のび太の子孫、セワシ君が、自分たちの代までのび太の借金が残っていて苦しいので、ドラえもんをのび太の元に送り込んだのだ。

え?それって思い切り犯罪じゃない?

そもそもジャイ子と結婚せず、しずかちゃんと結婚することになったら、セワシ君は生まれないのでは?

その疑問に対してセワシ君は第1話の中で「東京から大阪に行くのに新幹線で行くか、車で行くかの違いのようなもので、結局未来は変わらない」のようなことを言っていた。
しかしどう考えても、途中の時代では差が生まれているし、子供の読者は騙せても、大人になった僕らには納得がいかない。
これはあまりリアルにタイムパラドックスを説明していない、雰囲気誤魔化しタイプ。

他に「タイムボカン」はギャグだし、そもそもそんな疑問には触れないタイプ。

**設問**
- a) ドラえもんについての文章によると、セワシ君は第1話で、結局未来は変わらないことを何にたとえていましたか。
- b) ドラえもんについての文章を、最後の文の後から続けて書いてください。
一覧は、ドラえもんについての文章とは別の資料です。

**以下の一覧**
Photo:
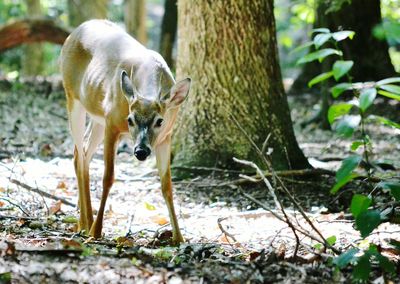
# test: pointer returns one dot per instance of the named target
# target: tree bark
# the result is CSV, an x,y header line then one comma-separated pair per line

**設問への回答**
- a) 東京から大阪に行くのに新幹線で行くか、車で行くかの違いにたとえていました。

- b)
映画「ドラえもん ぼく、桃太郎のなんなのさ」なんかは、実はおとぎ話の桃太郎の正体は、タイムマシーンで過去にさかのぼった のび太たちだった!という話。
未来人による過去の改編込みで歴史は一つというタイプ。
ちよっとわかりづらいけど、のび太たちが過去に行って桃太郎になるのは、生まれる以前から決まっていた運命・宿命(さだめ)ということだろう。
なんか個人的にはこれはちょっとしっくり来る。
未来人が過去に行って、偶然であれ意図的であれ何をしようが、それは最初からそう歴史が決まっていて、今の世の中はなるべくして今の姿になっていると言う考え。
そう考えると時間旅行も気が軽くなる。

「タイムリープ」について考えていこう。
これは基本的に自分の人生をやり直すタイプの話なので、同じ時代に本人は2人存在しない。
よってタイムトラベルよりも矛盾は生じにくいかもしれない。

最近タイムリープという言葉を一般的に定着させたのは「東京リベンジャーズ」通称「東リべ」の功績が大きいだろう。
主人公武道が、最初はアクシデントで昔のやんちゃだった中学の頃の自分に戻る。
その後何度となく未来の事件を防ぐために過去を変えようと現在と過去のタイムリープを繰り返すのだ。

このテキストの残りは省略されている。